Ejercicio: Determine si cada afirmación concuerda con el fragmento sobre la muestra de Sapia y justifique cada respuesta con un sí o un no seguido de la cita textual que lo decide. (a) Las tres pinturas muestran a dos mujeres semidesnudas al borde de una pileta. (b) En uno de los cuadros, un perro observa a las mujeres. (c) Sapia miraba a la chica vecina desde la calle.

Fragmento proporcionado:
★ ★ ★ ★ ★ ★ ★

En esta última muestra de Sapia, tampoco había manera de bajarnos de las terrazas y los trenes sobre los que nos ubica para observar. Altas líneas de horizonte, gente sin rostro a lo lejos y abajo también. Mujeres de vestidos livianos y hombres de chancleta y musculosa, acechando hormonas en calientes veranos nocturnos, detrás de camiones varados en descampados. Mujeres jóvenes construyendo quizá un futuro de embarazos no deseados -pero futuro al fin. Hombres y mujeres de deseos inmediatos y felicidad prontamente accesibles en un penal o en un levante. Nos relata Sapia, en su catálogo: “…entre los nuevos vecinos había una chica de mi edad. Yo a veces la miraba desde la terraza de mi casa. El recuerdo de esas visiones son los cuadros “Luna de Lugano” y “Pileta 1” y “Pileta 2”.[1]Y es así como observamos, desde lo alto, estas tres pinturas, con dos mujeres semidesnudas al borde de una pileta. La mirada, tímida, no logra bajar de su terraza. Pero esta vez, el deseo es el que concilia una suerte de descenso y entonces el ojo manda sus embajadores. En uno de los cuadros, dos gatos que las observan al pie. En otro, un grabador en el pasto, con parlantes como grandes ojos desbordados.

★ ★ ★ ★ ★ ★ ★

[Fragmentos de datos de anotación de puntos]
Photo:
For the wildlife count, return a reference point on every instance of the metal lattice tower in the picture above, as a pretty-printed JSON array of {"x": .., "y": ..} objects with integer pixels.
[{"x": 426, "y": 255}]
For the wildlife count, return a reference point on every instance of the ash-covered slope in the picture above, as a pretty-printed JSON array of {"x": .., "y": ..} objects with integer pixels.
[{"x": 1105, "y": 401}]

★ ★ ★ ★ ★ ★ ★

Solución:
(a) Sí: «con dos mujeres semidesnudas al borde de una pileta».
(b) No: «En uno de los cuadros, dos gatos que las observan al pie».
(c) No: «Yo a veces la miraba desde la terraza de mi casa».